## Work order A
In the text on the recombination and coalescence simulator, what happens when coalescence occurs?
## Work order B
Pick up the text on the recombination and coalescence simulator after its final sentence and carry it forward.

## Provided text
■ ■ ■
Recombination/Coalescence Simulator


Professor Katy Simonson's recombination and coalescence simulator can be used to simulate how interesting pieces of DNA (called loci) in a sample population may have descended from a common ancestor. The trees which describe this passing of genetic information from one generation to the next may then be useful for studying the ways in which mutations and other traits are passed on.

Recombination Tree
When working from the bottom of the tree (where the known sample population resides) to the top (where the common ancestor resides) two events are possible: coalescence and recombination.

Coalescence occurs when one parent passes the same locus on to multiple children.

Coalesence
Recombination occurs when a child receives some of its loci from one parent and some of its loci from the other parent.

Recombination
This process of selecting either recombination or coalescence at each generation until a single ancestor is reached is driven by a complicated Markov Chain.
■ ■ ■
## Supplied records
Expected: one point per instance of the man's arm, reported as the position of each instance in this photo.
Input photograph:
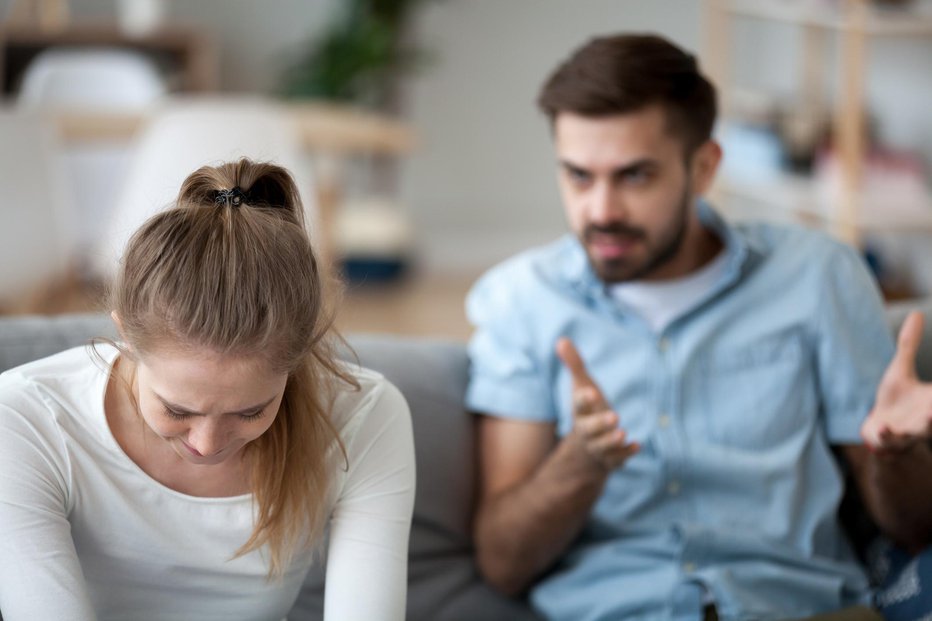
(894, 469)
(535, 492)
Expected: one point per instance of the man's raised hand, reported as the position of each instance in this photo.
(594, 422)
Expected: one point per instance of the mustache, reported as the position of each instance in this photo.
(616, 229)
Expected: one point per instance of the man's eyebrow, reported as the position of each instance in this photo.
(183, 410)
(636, 165)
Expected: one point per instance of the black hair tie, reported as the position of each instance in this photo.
(232, 198)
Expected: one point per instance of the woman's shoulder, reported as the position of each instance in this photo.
(375, 398)
(66, 385)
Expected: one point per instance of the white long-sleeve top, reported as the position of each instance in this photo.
(85, 534)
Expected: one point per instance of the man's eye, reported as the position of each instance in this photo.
(636, 177)
(577, 176)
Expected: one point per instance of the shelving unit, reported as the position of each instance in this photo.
(186, 55)
(854, 22)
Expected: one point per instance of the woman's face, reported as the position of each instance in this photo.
(207, 406)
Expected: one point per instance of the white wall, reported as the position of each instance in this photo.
(482, 184)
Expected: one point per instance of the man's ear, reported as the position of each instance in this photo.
(705, 164)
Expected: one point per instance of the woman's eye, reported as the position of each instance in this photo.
(175, 415)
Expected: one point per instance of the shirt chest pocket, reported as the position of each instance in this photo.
(758, 396)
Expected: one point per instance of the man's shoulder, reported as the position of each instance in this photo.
(790, 243)
(530, 268)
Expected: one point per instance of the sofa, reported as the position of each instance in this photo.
(444, 584)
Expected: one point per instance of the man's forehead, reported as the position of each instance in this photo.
(613, 141)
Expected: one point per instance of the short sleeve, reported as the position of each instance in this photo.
(506, 377)
(367, 558)
(40, 575)
(854, 345)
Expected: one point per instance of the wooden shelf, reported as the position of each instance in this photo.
(185, 53)
(809, 201)
(880, 22)
(854, 22)
(325, 128)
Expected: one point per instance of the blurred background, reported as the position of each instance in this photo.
(412, 131)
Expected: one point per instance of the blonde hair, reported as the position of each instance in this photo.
(231, 269)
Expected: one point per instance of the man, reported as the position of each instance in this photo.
(662, 389)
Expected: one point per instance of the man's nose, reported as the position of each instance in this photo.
(606, 205)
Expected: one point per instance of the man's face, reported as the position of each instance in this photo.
(627, 192)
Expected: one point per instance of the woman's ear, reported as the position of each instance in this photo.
(119, 324)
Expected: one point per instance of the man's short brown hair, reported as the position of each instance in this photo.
(626, 73)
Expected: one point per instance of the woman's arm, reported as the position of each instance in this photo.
(40, 575)
(368, 554)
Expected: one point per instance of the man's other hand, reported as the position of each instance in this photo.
(902, 413)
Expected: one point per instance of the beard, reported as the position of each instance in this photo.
(660, 250)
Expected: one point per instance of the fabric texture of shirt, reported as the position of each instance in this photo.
(88, 535)
(660, 302)
(735, 490)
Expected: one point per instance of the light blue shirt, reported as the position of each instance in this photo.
(735, 491)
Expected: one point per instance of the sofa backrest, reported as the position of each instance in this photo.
(444, 584)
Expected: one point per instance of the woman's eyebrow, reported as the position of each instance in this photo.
(183, 410)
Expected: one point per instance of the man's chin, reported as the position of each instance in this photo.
(614, 271)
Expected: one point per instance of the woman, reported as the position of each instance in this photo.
(190, 470)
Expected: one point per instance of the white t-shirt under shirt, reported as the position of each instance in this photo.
(660, 302)
(86, 534)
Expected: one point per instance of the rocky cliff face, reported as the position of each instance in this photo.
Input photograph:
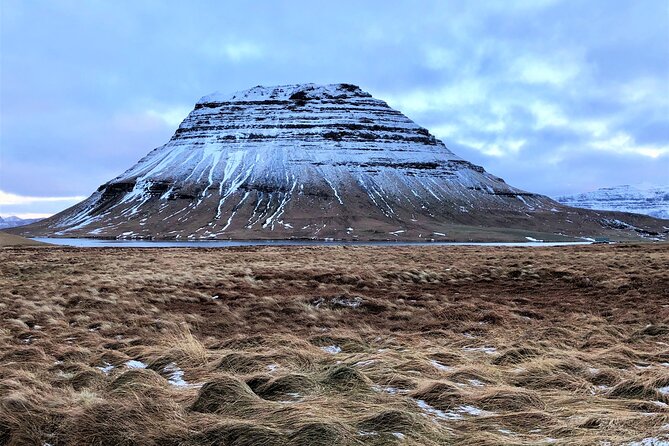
(649, 201)
(308, 161)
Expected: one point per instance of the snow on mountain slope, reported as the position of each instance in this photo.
(649, 201)
(13, 221)
(305, 161)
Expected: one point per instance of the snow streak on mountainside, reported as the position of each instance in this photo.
(648, 201)
(13, 222)
(304, 161)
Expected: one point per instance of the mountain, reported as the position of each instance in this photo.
(649, 201)
(12, 222)
(316, 162)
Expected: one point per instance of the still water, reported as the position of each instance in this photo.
(100, 243)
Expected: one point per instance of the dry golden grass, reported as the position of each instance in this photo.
(7, 240)
(334, 346)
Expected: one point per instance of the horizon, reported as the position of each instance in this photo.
(554, 97)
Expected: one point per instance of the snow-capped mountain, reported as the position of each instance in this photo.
(649, 201)
(308, 161)
(13, 221)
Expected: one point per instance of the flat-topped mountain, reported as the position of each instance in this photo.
(652, 201)
(316, 161)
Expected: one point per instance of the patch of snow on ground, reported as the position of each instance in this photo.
(390, 390)
(332, 349)
(532, 239)
(486, 350)
(133, 364)
(436, 412)
(651, 441)
(106, 369)
(440, 366)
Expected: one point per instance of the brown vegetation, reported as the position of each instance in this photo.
(334, 346)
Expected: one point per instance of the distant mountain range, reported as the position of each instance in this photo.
(12, 222)
(649, 201)
(319, 162)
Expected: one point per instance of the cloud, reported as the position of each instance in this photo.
(550, 95)
(9, 199)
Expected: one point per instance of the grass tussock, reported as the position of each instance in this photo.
(334, 346)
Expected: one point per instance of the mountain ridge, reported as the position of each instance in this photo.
(653, 201)
(311, 161)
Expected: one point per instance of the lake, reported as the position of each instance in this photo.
(102, 243)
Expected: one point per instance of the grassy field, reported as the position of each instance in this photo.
(334, 346)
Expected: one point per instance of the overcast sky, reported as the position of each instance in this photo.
(555, 97)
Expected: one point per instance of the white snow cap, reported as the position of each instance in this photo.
(285, 92)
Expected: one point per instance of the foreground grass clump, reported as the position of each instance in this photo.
(334, 346)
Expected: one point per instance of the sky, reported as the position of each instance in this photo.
(556, 97)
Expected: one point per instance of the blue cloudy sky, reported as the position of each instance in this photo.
(554, 96)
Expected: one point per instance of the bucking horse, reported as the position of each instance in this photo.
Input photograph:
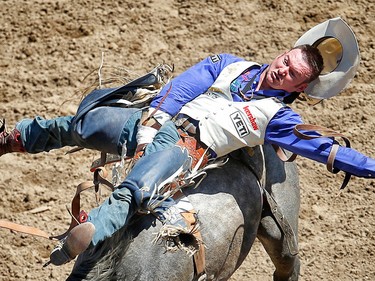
(254, 195)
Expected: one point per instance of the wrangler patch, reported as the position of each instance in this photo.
(240, 124)
(251, 118)
(215, 58)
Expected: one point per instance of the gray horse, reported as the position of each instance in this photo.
(232, 210)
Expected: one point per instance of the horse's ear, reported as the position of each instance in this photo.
(291, 98)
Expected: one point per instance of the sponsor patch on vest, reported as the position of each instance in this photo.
(251, 118)
(215, 58)
(240, 124)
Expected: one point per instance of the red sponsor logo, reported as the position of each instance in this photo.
(251, 118)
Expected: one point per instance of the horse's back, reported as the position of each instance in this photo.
(228, 202)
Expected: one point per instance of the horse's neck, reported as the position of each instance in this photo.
(253, 159)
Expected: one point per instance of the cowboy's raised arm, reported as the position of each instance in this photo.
(280, 132)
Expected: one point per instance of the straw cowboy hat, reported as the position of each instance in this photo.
(339, 48)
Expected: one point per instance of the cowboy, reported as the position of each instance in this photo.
(224, 102)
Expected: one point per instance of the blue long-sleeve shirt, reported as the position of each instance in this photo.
(199, 78)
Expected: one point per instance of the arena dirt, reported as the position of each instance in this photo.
(48, 46)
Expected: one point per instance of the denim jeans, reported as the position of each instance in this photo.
(160, 161)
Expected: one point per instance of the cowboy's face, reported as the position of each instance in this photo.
(288, 72)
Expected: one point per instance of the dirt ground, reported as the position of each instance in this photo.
(48, 46)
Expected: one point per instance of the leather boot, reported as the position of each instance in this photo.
(76, 242)
(10, 141)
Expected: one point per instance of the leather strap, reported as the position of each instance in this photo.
(24, 229)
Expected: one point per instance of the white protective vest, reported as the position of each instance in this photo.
(226, 125)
■ ■ ■
## Written response A
One parent passes the same locus on to multiple children.

## Written response B
A Simple Markov Chain
Professor Simonson's program performed these basic operations. However, it was very limited. Due to the huge amount of memory it required large simulations were not possible. As a result she contacted Chinh Le, Dan Noland, and Faisal Saied in RCS for help. They performed a number of improvements to optimize the program.

• A new data structure for representing the Markov Chain was developed and implemented.
• A new, faster method for updating the Markov Chain was implemented.
• The GNU Multi-precision library was integrated into the code to represent the extremely large integers necessary for large simulations.
• The Mersenne Twister pseudo-random number generator was integrated into the code to replace an older, slower pseudo-random number generator.

Collectively these improvements have allowed the program to run simulations that are two orders of magnitude larger than was previously possible and to run smaller test cases considerably faster than was previously possible.

Currently the group is working to reduce the amount of memory necessary to represent the trees.